[Task goal] All lines from the line containing "the form (51,40)." up to and including the last line of the listing below should be echoed exactly; no other lines belong in the response.
╭──
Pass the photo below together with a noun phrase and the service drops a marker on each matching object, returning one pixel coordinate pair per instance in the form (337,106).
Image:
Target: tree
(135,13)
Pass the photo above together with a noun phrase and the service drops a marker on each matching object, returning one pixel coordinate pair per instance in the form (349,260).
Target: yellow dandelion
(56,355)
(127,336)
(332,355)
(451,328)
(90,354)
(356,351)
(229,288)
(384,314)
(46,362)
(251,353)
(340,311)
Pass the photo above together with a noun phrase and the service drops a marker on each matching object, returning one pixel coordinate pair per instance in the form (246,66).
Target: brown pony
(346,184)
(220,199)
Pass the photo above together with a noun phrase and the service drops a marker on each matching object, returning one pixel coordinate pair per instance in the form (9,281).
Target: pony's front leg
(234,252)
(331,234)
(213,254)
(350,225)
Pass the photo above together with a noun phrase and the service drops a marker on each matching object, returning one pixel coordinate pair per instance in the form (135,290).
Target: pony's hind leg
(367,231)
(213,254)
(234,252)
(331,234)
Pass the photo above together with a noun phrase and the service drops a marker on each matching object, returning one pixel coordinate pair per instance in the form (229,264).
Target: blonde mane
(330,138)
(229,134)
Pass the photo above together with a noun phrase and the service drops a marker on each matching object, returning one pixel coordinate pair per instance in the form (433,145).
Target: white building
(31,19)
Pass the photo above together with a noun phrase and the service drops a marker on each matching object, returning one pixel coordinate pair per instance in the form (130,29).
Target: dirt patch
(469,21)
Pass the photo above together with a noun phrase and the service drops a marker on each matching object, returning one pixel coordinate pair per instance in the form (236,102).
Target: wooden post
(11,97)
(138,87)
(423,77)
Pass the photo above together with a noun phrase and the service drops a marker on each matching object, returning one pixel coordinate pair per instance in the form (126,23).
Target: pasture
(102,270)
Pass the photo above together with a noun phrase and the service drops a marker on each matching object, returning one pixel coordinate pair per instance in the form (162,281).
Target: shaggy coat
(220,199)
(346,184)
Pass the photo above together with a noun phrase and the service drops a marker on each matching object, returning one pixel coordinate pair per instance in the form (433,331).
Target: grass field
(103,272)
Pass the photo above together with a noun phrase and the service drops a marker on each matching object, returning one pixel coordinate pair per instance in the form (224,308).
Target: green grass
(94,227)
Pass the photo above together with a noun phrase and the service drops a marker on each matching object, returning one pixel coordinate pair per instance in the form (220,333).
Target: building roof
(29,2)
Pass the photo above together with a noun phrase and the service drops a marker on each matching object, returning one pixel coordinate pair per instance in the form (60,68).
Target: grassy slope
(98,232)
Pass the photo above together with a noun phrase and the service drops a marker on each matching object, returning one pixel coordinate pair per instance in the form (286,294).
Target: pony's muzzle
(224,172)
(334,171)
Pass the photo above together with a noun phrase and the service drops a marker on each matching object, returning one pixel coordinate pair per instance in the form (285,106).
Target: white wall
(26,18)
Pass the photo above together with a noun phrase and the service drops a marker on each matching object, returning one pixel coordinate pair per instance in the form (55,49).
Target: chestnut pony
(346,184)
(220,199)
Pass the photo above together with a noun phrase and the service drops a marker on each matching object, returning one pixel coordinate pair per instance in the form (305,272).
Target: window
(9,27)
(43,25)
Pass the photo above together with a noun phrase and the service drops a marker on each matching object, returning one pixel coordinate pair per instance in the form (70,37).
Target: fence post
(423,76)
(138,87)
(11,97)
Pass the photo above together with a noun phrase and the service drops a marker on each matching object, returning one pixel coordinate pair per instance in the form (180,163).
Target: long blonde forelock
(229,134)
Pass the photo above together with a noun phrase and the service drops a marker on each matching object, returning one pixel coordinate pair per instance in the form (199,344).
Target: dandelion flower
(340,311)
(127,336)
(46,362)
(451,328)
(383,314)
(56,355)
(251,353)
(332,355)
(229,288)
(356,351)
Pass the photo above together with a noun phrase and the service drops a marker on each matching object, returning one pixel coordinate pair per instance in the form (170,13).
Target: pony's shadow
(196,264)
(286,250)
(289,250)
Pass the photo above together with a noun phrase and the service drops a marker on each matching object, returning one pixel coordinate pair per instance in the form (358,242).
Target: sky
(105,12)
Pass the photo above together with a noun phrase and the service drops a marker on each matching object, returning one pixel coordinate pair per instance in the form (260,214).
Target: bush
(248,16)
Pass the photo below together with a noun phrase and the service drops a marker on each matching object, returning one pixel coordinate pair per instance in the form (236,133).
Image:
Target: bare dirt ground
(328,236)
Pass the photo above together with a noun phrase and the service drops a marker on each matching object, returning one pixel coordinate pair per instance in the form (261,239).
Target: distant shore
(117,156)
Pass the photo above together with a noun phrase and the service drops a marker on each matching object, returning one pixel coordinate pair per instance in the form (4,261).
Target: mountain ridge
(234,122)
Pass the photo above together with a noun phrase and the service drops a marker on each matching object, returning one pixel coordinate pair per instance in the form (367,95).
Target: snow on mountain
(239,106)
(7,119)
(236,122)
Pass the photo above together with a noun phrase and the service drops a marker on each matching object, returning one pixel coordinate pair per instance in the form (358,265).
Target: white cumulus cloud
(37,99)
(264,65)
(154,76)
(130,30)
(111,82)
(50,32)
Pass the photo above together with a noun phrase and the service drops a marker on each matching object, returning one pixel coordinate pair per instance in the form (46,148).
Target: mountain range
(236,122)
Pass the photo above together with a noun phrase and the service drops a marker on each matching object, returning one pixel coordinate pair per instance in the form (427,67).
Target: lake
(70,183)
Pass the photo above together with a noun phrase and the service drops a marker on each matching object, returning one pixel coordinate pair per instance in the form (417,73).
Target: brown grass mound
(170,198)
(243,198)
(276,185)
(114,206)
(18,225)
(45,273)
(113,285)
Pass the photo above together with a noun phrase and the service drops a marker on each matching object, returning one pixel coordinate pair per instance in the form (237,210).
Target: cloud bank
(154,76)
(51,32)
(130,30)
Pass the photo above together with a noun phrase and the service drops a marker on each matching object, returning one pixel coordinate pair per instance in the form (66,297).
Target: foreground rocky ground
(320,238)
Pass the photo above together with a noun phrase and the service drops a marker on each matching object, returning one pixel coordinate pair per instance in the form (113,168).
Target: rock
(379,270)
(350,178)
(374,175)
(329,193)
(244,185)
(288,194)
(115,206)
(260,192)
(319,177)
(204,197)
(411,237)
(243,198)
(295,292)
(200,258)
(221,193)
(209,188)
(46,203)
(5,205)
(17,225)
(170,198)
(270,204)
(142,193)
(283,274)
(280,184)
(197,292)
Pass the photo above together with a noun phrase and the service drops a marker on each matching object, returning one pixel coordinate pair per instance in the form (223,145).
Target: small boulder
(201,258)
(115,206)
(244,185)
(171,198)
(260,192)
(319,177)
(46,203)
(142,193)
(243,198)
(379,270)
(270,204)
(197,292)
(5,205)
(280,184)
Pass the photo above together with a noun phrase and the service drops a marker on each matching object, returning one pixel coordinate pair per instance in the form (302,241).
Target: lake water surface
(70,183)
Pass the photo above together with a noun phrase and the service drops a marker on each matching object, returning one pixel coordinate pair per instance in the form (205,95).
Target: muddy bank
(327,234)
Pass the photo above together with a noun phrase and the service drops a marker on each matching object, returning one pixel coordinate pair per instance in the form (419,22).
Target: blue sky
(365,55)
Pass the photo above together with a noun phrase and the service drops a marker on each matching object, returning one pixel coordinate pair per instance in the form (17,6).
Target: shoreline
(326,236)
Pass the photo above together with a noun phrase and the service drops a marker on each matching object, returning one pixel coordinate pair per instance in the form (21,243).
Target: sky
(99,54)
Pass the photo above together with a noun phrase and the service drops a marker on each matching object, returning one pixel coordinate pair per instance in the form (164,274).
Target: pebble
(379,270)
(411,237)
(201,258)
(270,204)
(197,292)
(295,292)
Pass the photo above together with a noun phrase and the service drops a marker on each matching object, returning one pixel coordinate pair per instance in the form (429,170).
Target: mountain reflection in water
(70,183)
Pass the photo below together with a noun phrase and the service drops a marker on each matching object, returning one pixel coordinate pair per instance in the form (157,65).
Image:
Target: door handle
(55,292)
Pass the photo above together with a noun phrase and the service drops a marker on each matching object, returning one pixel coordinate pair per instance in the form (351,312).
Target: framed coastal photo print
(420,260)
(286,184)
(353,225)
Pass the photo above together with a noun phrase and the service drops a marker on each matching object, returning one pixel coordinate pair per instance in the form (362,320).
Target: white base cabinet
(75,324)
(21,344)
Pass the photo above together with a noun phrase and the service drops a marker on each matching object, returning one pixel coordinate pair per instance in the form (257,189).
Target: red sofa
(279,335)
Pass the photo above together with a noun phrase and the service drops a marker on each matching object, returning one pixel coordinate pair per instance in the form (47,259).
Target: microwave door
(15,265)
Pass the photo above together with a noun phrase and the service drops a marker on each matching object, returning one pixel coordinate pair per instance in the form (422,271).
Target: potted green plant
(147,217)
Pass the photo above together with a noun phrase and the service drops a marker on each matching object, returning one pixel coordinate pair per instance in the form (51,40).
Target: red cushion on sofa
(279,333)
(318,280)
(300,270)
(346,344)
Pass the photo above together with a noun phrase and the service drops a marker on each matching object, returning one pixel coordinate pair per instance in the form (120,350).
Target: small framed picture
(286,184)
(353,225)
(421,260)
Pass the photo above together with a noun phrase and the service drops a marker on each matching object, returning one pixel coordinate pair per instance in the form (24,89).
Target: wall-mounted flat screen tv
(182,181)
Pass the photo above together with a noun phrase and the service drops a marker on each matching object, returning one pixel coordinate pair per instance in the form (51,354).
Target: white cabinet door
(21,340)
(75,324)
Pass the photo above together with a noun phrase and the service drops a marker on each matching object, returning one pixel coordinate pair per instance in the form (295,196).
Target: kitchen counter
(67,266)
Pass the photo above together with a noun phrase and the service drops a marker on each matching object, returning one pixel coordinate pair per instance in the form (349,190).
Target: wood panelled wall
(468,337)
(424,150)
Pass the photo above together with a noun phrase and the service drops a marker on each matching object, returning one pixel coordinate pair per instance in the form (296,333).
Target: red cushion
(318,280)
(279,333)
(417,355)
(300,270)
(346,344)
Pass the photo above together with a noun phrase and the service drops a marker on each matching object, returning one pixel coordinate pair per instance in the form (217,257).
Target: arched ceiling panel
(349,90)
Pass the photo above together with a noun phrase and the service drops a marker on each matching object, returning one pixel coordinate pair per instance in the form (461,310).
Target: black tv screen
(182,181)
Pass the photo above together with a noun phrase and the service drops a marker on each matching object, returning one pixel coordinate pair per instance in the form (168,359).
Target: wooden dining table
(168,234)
╰──
[Solved problem]
Pass the photo above together with a noun phrase and the service drops a marker on each matching object, returning one pixel coordinate pair per instance in the form (51,40).
Target: red cushion on sofa
(279,333)
(318,280)
(300,270)
(346,344)
Pass the photo above together with a noun phrase and the service drops a marker on each matching object, returning one pixel coordinate pair per instance in the form (120,350).
Target: small framed picture
(286,184)
(353,225)
(421,260)
Pass the photo above together with a noun phrase and the service drops a marker on each matching object, returning one pixel coordinate pair per instance in the form (24,89).
Target: wall-mounted flat screen tv
(182,181)
Pass the photo above together with a noun phrase and the service drops a marker on each matching object, returning one pixel coordinate pair per instance in the form (51,354).
Target: white cabinet door
(21,340)
(75,324)
Pass the photo above together with a noun phrase and the service drops a marker on each matching object, returning one pixel coordinate pair per instance in the form (295,196).
Target: kitchen counter
(67,266)
Pass the photo above together with a noun phrase and the service drops a marker on each matching object, returning one pixel coordinate pair per instance in the form (349,190).
Target: wood panelled wall
(468,337)
(424,150)
Pass the photo above together with a noun phrase and the service drops a marker on each matching object, returning one pixel coordinate pair per instance in the form (296,333).
Target: red cushion
(318,280)
(279,333)
(417,355)
(300,270)
(346,344)
Pass the photo above together with a noun phrase and the service drops a marker on each matching object, returning one pixel coordinate pair per instance in the form (217,257).
Target: arched ceiling panel
(349,90)
Pass the photo above together with a noun phrase and the service drops a marker on each matching object, returning one pixel coordinate pair per instance in the form (461,310).
Target: black tv screen
(182,181)
Pass the photo above together with a noun phrase and the service drops a marker on each matching object, returning one pixel coordinate pair per instance in the form (168,359).
Target: wooden dining table
(168,234)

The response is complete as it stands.